→ **Exercises**
A) In the post about drinking on CHEERS, which parties does the writer say agreed that the drinking had to be handled responsibly? List them all.
B) According to the post about drinking on CHEERS, what was the conceit with Norm?
C) Write a continuation of the post about drinking on CHEERS, starting right after its final sentence.

→ **Page text**
Thursday, December 23, 2010

How did we handle drinking on CHEERS?

Home from Hawaii.  I see the mail and The Friday questions have started to pile up in my absence so I thought I’d sneak in an extra day of answers. Please leave your queries in the comments section. Thanks.

Lairbo is up first.

On CHEERS, I can recall few, if any, scenes of someone actually being drunk at the bar. Were there rules or guidelines about this? If so, were they from the network or the creators?

I think everyone (the Charles Brothers, Jim Burrows, NBC, Paramount) were in agreement that the drinking had to be handled responsibly. No one ever drove home drunk. There were a few cases where cabs were called for homeward bound patrons.

The conceit with Norm was that he could hold his liquor. So we never played him drunk or with impaired judgment.

I want to say we never got laughs out of drunks at the bar but there was Al. A case can be made that he was just punch drunk, not alcohol drunk, but he sure acted like a tosspot.

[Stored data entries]
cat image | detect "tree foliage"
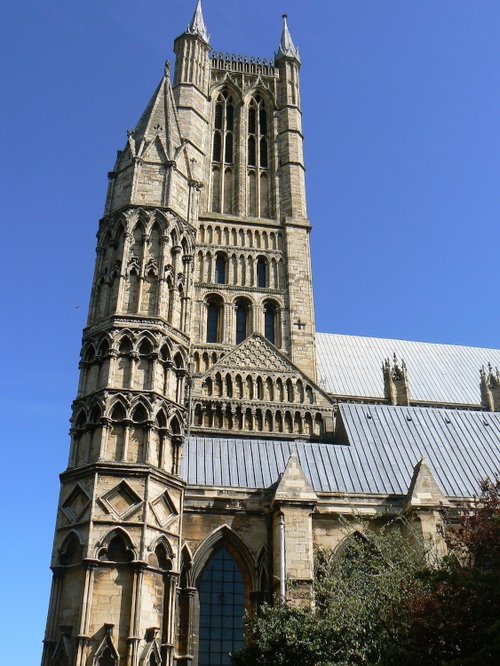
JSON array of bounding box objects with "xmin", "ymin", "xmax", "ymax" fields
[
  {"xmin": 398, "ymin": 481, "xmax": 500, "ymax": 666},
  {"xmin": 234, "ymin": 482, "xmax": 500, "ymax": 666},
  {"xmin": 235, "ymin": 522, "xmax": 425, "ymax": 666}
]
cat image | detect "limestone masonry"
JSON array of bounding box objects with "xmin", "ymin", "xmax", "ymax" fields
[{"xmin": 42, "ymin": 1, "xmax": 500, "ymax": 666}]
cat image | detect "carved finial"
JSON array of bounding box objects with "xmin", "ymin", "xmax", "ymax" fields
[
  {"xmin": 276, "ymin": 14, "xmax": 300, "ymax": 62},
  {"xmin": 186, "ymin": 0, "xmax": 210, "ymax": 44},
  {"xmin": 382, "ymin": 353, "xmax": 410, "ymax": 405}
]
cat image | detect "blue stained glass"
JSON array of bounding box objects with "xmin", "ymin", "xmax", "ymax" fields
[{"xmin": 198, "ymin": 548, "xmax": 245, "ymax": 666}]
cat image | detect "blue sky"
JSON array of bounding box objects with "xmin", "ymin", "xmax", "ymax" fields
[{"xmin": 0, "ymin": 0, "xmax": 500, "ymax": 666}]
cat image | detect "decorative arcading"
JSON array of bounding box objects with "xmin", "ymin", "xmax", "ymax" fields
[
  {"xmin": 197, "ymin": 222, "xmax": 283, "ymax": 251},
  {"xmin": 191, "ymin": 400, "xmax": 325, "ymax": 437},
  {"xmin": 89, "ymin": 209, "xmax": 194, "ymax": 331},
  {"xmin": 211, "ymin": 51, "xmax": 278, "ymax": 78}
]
---
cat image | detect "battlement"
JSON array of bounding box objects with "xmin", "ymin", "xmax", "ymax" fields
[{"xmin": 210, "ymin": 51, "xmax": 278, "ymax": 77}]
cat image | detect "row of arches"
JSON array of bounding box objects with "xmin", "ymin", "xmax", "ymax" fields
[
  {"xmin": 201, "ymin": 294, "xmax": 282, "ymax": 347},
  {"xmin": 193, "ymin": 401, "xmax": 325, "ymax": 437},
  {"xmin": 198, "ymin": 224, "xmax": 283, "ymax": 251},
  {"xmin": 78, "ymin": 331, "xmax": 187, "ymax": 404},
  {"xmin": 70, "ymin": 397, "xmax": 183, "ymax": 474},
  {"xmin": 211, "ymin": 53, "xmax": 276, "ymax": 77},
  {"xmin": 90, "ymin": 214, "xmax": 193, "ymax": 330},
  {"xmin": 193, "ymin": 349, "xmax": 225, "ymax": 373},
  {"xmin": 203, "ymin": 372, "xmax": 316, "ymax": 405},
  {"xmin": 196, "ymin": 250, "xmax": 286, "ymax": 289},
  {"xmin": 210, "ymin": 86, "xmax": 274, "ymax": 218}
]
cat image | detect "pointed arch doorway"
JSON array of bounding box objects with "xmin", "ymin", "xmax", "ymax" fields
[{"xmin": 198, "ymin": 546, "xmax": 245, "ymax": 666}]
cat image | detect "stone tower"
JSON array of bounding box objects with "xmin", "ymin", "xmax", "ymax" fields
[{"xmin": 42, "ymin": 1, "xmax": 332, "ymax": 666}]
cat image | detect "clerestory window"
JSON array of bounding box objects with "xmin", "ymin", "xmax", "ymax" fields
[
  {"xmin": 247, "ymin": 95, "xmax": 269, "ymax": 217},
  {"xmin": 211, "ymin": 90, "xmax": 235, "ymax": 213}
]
* * *
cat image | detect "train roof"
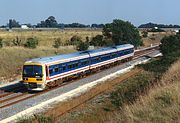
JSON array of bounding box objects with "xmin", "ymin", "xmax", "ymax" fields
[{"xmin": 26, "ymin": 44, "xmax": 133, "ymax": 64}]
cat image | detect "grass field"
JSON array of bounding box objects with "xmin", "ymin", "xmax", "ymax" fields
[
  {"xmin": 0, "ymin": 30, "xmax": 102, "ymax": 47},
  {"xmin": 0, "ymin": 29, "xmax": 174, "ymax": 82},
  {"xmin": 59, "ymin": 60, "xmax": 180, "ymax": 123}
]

→ **Answers by task**
A) The Charles Brothers, Jim Burrows, NBC, Paramount

B) He could hold his liquor.

C)
Sam of course, was a former alcoholic and the message was delivered many times that you don’t solve your problems by drinking. And that goes for egg nog, by the way. The benefit people got from going to the CHEERS bar was the camaraderie and support they gained from each other. Remember, the theme is “where everyone knows your name” not “where fifty dollars will get you shit-faced”.

From RockGolf:

Which IQ is easier to write for: smart or dumb? And which do networks prefer?

Both have their plusses. It’s “easier” I suppose to write dumb characters, but smart characters allow you to write with sophistication, and I personally prefer that. Anyone can write morons; it takes a certain skill to service witty, truly intelligent characters.

But I can’t stress this enough: play every character to the top of their intelligence, regardless of their IQ. I’ve said this before, but the best dimwits are the ones who are dumb for a legitimate reason. Coach was hit in the head by too many fastballs. Woody was a naïve country boy. There’s a logic to everything they said. It’s just not the correct logic.

Networks prefer any show that gets ratings. If it’s FRASIER, fine. If it’s HEE HAW, also fine.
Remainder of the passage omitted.